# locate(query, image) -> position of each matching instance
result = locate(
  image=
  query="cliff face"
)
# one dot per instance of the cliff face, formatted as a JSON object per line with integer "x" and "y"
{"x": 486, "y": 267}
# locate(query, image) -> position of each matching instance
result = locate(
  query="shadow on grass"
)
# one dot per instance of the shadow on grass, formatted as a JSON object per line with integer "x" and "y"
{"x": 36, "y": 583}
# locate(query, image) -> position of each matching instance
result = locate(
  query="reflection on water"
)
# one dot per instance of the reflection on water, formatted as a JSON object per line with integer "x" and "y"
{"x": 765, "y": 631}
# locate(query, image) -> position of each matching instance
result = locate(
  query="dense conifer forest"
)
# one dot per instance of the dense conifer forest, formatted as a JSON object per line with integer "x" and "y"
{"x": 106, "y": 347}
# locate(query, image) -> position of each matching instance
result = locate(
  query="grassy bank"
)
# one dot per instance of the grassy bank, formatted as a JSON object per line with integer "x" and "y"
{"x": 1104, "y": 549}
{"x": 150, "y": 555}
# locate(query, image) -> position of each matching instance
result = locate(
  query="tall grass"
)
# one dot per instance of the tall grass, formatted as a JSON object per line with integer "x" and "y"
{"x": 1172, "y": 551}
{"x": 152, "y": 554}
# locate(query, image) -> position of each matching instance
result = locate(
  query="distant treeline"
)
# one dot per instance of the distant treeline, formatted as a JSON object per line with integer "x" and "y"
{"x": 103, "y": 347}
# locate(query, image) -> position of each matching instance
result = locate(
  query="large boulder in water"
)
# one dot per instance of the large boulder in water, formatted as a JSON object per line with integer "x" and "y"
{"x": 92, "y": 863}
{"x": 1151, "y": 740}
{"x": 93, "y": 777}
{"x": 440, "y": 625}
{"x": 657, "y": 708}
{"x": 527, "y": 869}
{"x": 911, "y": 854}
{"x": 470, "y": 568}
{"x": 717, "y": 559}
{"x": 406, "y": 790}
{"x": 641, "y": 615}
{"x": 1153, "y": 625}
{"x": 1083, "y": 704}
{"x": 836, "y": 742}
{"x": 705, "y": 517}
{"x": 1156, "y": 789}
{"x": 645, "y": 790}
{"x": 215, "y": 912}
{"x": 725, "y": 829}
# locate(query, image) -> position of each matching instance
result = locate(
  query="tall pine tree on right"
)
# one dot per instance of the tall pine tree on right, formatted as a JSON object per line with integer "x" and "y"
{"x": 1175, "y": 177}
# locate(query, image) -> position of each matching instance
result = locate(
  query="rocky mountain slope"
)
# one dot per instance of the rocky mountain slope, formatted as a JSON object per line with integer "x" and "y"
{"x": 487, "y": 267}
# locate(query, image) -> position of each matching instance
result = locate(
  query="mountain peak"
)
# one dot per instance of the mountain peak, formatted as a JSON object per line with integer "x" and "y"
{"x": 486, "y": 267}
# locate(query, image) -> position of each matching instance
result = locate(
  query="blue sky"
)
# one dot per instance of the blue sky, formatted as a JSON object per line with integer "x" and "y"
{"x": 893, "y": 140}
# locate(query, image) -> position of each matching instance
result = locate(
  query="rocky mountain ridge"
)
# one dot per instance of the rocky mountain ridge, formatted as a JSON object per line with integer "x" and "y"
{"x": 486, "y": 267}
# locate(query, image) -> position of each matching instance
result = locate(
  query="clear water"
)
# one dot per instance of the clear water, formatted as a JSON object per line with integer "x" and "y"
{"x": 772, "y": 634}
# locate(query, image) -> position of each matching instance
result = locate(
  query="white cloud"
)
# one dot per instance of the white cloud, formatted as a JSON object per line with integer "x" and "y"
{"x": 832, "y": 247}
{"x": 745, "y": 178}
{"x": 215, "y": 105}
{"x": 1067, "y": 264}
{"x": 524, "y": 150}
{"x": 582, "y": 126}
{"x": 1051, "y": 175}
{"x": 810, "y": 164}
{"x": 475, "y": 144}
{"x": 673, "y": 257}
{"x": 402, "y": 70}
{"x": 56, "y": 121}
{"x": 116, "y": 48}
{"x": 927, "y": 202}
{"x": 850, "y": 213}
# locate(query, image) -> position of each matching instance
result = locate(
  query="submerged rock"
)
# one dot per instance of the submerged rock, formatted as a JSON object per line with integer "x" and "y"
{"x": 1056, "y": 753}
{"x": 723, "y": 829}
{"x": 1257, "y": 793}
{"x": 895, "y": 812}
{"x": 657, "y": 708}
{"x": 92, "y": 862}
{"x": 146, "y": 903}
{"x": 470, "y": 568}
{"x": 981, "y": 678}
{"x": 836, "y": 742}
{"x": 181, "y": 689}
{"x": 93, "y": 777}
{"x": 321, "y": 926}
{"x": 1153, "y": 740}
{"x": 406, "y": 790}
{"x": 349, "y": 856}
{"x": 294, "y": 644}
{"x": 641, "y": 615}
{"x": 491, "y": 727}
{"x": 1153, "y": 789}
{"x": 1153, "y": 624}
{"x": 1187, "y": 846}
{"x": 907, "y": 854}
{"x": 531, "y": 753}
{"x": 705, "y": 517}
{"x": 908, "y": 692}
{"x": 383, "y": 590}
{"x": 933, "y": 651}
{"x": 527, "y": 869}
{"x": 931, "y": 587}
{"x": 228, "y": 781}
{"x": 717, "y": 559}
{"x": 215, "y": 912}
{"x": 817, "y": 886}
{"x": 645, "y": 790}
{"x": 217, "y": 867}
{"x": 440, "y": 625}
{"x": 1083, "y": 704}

-*-

> WHAT NEEDS TO BE DONE:
Write an exact transcription of every entry above.

> FINAL RESULT:
# locate(query, image) -> position of each matching instance
result = locate(
  image=
  query="cliff face"
)
# one dot per instance of the cliff face, formatted as a JSON object per line with integer "x" and "y"
{"x": 486, "y": 267}
# locate(query, image) -> position of each matching instance
result = locate(
  query="shadow on grass"
)
# one dot per instance of the shadow on grass, formatted as a JSON object per line with integer "x" and "y"
{"x": 36, "y": 583}
# locate(query, image) -> position of each matching instance
result = locate(
  query="reflection on water"
)
# one dot per instance of the reflection on water, formatted as a JSON object per line with integer "x" and "y"
{"x": 765, "y": 631}
# locate(query, image) -> position of each matching instance
result = locate(
  query="dense conifer forest"
)
# one dot per instance of the dense conifer forest, formatted as a JSON object per line with integer "x" and "y"
{"x": 106, "y": 347}
# locate(query, image) -> position of each matching instance
result = locate(
  query="grassy bank"
)
# one dot per instance of the grassy bank, formatted as a JSON object per line with integer "x" and "y"
{"x": 1104, "y": 549}
{"x": 150, "y": 555}
# locate(query, image) -> position of each matching instance
result = locate(
  query="tall grass"
)
# one dot per instance of the tall grass, formatted as a JSON object per line with integer "x" and "y"
{"x": 1172, "y": 551}
{"x": 152, "y": 554}
# locate(query, image) -> position of each matching instance
result = locate(
  query="distant treeline"
)
# one dot per instance of the distant treeline, formatted as a JSON object per line with integer "x" and "y"
{"x": 103, "y": 347}
# locate(query, image) -> position of each matching instance
result = locate(
  query="large boulder in water"
)
# one dot per instance of the large boulder in water, formatted as a JSON object per line with integer "x" and "y"
{"x": 92, "y": 863}
{"x": 1151, "y": 740}
{"x": 93, "y": 777}
{"x": 440, "y": 625}
{"x": 657, "y": 708}
{"x": 527, "y": 869}
{"x": 911, "y": 854}
{"x": 470, "y": 568}
{"x": 717, "y": 559}
{"x": 406, "y": 790}
{"x": 641, "y": 615}
{"x": 1153, "y": 625}
{"x": 1083, "y": 704}
{"x": 836, "y": 742}
{"x": 705, "y": 517}
{"x": 1156, "y": 789}
{"x": 645, "y": 790}
{"x": 215, "y": 912}
{"x": 725, "y": 829}
# locate(query, image) -> position of each matching instance
result = locate(
  query="tall pine tree on right"
)
# one dot per instance of the tall pine tree on right, formatted as a JSON object per line with integer "x" and "y"
{"x": 1175, "y": 177}
# locate(query, image) -> position of each matching instance
result = locate(
  query="rocky mountain slope"
)
# one dot per instance of the rocky mountain slope, formatted as a JSON object per line with integer "x" and "y"
{"x": 487, "y": 267}
# locate(query, image) -> position of each matching instance
result = locate(
  query="mountain peak"
)
# one dot per instance of the mountain peak, formatted as a JSON object per line with integer "x" and "y"
{"x": 486, "y": 267}
# locate(query, image) -> position of each matching instance
result = locate(
  query="blue sky"
)
# one dot per instance of the blue sky, formatted as a JSON object per line with integer "x" and "y"
{"x": 893, "y": 140}
# locate(query, image) -> position of each matching instance
result = locate(
  query="rocky mountain ridge"
)
# one dot per instance of the rocky mountain ridge, formatted as a JSON object per line with integer "x" and "y"
{"x": 486, "y": 267}
# locate(query, image) -> position of each matching instance
result = locate(
  query="clear water"
)
# one dot per instance of the clear water, formatted as a JSON object per line with integer "x" and "y"
{"x": 772, "y": 634}
# locate(query, image) -> position of each matching instance
result = locate(
  query="white cloud"
)
# one dot per instance of the white cloud, formatted as a JSON object per line with integer "x" and "y"
{"x": 832, "y": 247}
{"x": 745, "y": 178}
{"x": 215, "y": 105}
{"x": 1067, "y": 264}
{"x": 524, "y": 150}
{"x": 582, "y": 126}
{"x": 1051, "y": 175}
{"x": 810, "y": 164}
{"x": 475, "y": 144}
{"x": 673, "y": 257}
{"x": 402, "y": 70}
{"x": 56, "y": 121}
{"x": 116, "y": 48}
{"x": 927, "y": 202}
{"x": 850, "y": 213}
# locate(query, image) -> position of each matching instance
result = locate(
  query="submerged rock"
)
# one dot per instance of the submerged rock, formatted as a JSON object per line with integer "x" and "y"
{"x": 1056, "y": 753}
{"x": 723, "y": 829}
{"x": 1257, "y": 793}
{"x": 895, "y": 812}
{"x": 657, "y": 708}
{"x": 92, "y": 862}
{"x": 146, "y": 903}
{"x": 470, "y": 568}
{"x": 981, "y": 678}
{"x": 836, "y": 742}
{"x": 181, "y": 689}
{"x": 93, "y": 777}
{"x": 321, "y": 926}
{"x": 1153, "y": 740}
{"x": 406, "y": 790}
{"x": 349, "y": 856}
{"x": 294, "y": 644}
{"x": 641, "y": 615}
{"x": 491, "y": 727}
{"x": 1153, "y": 789}
{"x": 1153, "y": 624}
{"x": 1187, "y": 846}
{"x": 907, "y": 854}
{"x": 531, "y": 753}
{"x": 705, "y": 517}
{"x": 908, "y": 692}
{"x": 383, "y": 590}
{"x": 933, "y": 651}
{"x": 527, "y": 869}
{"x": 931, "y": 587}
{"x": 228, "y": 781}
{"x": 717, "y": 559}
{"x": 215, "y": 912}
{"x": 817, "y": 886}
{"x": 645, "y": 790}
{"x": 217, "y": 867}
{"x": 440, "y": 625}
{"x": 1083, "y": 704}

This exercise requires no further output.